● REQUEST:
Collect every line below that contains the word "cardboard" and copy each one unchanged.

● MATERIAL FOR THIS TASK:
---+---

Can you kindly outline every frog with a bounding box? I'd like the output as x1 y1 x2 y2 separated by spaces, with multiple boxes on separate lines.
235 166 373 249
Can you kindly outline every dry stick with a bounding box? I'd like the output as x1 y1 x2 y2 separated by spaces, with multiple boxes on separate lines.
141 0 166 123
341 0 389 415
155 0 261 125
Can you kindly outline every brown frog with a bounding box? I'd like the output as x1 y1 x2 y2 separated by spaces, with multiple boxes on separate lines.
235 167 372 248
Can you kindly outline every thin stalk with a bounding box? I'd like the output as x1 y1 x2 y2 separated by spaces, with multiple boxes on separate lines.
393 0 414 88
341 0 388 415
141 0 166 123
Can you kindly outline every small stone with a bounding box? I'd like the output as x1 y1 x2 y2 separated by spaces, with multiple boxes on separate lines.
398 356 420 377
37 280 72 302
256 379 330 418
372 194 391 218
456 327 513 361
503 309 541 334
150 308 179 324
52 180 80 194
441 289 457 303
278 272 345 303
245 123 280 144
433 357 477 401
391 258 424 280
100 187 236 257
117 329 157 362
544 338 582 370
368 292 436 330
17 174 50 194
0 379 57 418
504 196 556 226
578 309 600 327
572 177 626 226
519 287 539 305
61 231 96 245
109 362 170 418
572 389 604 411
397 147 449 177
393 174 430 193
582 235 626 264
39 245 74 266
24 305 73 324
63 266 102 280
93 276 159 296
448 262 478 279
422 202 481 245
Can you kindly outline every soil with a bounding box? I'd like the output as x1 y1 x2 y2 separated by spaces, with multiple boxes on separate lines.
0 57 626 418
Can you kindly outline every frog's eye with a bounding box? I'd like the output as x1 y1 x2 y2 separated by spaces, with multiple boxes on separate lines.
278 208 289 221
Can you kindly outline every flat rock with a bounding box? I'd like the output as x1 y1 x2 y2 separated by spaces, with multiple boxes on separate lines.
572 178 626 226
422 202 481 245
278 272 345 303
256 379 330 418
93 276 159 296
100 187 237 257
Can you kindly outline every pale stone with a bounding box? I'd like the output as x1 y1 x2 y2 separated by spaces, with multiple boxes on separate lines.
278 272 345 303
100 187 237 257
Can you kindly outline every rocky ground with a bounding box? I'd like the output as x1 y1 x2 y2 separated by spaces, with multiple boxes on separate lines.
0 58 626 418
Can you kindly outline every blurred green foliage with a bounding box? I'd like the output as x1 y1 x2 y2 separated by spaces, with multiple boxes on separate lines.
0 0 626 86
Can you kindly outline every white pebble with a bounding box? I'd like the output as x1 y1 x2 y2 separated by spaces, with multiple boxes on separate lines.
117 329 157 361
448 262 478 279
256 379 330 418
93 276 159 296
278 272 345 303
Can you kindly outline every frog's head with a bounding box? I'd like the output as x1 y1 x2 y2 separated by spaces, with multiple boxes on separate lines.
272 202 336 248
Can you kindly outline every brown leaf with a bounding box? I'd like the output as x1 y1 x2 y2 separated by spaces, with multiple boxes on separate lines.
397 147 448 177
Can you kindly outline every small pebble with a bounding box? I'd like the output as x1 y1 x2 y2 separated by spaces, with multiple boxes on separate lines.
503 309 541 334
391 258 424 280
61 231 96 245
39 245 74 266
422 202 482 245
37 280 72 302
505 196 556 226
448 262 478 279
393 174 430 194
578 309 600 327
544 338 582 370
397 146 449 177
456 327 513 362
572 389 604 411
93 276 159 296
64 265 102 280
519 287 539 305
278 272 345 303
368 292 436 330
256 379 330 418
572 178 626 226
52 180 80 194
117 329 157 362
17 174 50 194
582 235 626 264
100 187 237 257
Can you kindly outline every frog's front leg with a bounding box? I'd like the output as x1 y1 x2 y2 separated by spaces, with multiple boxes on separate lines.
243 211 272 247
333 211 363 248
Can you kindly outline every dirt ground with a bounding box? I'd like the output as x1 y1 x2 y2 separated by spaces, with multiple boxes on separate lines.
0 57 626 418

---+---

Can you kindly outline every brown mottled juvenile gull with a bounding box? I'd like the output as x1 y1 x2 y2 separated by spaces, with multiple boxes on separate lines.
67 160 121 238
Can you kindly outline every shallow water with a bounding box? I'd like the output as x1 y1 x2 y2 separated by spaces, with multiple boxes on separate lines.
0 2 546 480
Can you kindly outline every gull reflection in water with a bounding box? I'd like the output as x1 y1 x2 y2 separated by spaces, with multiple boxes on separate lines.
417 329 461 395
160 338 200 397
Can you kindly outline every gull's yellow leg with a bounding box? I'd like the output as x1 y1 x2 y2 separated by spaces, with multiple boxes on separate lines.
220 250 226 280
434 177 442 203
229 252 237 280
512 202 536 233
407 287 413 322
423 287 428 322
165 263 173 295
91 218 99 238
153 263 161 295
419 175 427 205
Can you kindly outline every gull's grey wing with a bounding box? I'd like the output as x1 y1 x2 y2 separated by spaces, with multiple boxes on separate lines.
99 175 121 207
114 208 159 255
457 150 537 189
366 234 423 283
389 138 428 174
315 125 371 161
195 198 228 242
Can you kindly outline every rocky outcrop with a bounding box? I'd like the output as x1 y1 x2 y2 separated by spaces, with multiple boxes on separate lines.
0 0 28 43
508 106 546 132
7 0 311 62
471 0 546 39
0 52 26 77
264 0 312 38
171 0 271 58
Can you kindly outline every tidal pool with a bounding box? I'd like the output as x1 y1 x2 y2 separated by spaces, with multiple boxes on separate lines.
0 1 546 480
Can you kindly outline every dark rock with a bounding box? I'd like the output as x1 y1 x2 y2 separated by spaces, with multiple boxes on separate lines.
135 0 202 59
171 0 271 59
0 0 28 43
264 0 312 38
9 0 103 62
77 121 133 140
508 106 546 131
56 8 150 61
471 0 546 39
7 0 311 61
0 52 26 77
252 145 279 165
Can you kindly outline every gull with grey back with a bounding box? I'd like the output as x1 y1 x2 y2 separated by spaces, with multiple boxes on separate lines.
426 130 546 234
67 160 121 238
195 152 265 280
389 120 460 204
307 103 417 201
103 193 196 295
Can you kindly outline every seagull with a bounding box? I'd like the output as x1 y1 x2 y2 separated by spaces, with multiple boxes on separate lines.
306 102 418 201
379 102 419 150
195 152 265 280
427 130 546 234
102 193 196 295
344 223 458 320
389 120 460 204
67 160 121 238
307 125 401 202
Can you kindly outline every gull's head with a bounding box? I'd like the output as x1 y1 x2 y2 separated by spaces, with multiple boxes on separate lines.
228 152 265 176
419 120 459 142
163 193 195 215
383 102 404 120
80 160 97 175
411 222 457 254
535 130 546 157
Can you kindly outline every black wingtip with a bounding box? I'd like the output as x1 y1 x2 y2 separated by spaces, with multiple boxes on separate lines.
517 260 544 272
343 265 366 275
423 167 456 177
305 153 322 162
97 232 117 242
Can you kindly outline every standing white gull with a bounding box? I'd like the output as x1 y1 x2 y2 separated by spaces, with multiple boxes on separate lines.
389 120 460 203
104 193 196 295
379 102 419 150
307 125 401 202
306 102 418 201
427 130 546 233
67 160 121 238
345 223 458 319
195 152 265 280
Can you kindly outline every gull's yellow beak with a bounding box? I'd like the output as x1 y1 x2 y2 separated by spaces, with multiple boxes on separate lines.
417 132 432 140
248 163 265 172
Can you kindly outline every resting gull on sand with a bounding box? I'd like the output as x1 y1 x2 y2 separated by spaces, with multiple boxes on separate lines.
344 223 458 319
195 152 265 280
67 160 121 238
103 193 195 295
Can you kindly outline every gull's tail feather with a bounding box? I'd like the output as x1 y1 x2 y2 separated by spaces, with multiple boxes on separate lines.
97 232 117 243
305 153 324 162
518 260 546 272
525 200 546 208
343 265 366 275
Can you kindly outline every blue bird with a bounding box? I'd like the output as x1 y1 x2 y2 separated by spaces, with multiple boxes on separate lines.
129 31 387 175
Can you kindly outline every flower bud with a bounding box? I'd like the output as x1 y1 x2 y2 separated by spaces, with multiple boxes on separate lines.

---+---

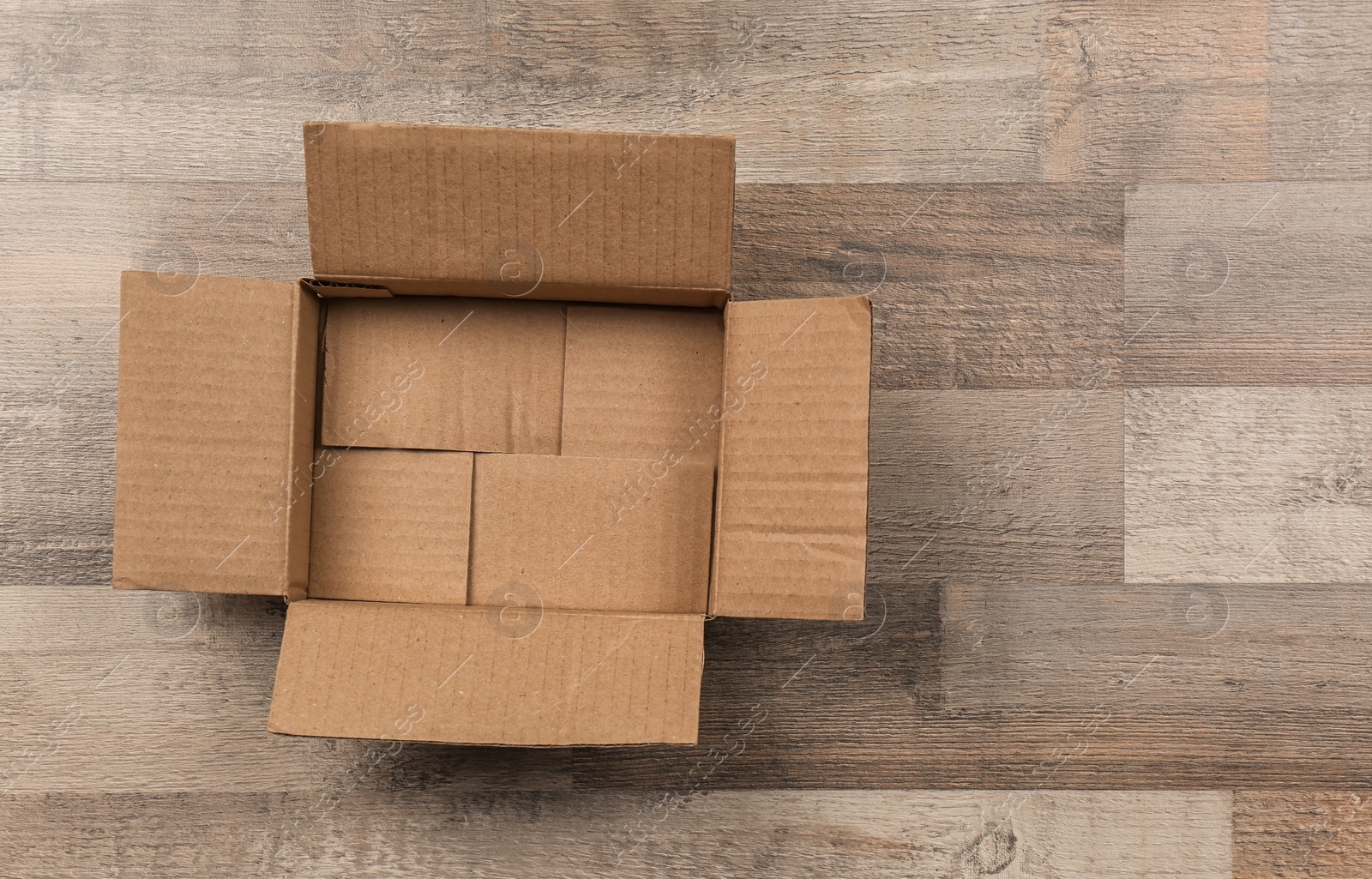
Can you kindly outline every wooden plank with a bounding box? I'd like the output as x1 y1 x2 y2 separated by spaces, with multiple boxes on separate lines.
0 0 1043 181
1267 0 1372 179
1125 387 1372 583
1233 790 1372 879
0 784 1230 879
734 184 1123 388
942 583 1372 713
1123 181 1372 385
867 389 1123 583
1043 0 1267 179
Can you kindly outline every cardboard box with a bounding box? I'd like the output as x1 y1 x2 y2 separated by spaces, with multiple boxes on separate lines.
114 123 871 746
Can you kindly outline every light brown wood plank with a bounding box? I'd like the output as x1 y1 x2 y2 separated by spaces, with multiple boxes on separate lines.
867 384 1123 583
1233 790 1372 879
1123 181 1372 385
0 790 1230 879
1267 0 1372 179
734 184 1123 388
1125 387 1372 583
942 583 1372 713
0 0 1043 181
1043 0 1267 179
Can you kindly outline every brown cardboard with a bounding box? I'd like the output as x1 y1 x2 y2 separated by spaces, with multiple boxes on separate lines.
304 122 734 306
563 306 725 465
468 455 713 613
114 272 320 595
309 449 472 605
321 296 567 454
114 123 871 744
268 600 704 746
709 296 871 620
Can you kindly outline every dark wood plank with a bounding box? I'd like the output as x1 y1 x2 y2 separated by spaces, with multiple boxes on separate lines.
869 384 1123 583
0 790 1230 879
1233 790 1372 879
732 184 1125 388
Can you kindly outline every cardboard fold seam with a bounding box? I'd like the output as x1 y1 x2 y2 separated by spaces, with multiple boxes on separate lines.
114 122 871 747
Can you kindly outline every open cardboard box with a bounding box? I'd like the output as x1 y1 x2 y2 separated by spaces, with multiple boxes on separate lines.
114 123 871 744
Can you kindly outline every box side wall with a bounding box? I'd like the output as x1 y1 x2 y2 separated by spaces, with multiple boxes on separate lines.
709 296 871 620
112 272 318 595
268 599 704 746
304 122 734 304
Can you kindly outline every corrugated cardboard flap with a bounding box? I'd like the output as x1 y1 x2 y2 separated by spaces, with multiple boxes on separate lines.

---+---

● FULL SOLUTION:
Can you kindly outline every cardboard box with a bounding box? I'd like the output as x1 y1 x2 y2 separated by spaces, with multiple boxes on separate lines.
Can you kindly outline every brown cardboard with a bounding box? I'd like the output as x1 y1 x2 y2 separated by spaces, with multiple boxes on separate lines.
Can you kindly outline every cardboard fold seam with a bounding box? I'd like the output as x1 y1 x2 y2 separated by spaces, with multiple boxes on separate lines.
Can you kindly outline every open cardboard box with a bounding box? I'd like the output as x1 y1 x2 y2 separated by spaces, with multiple boxes on separate lines.
Can you kindly outline every corrugated cardboard flap with a bounding box? I'd like the output as x1 y1 x2 y2 separated by spaces, with multiple boxes on separate lines.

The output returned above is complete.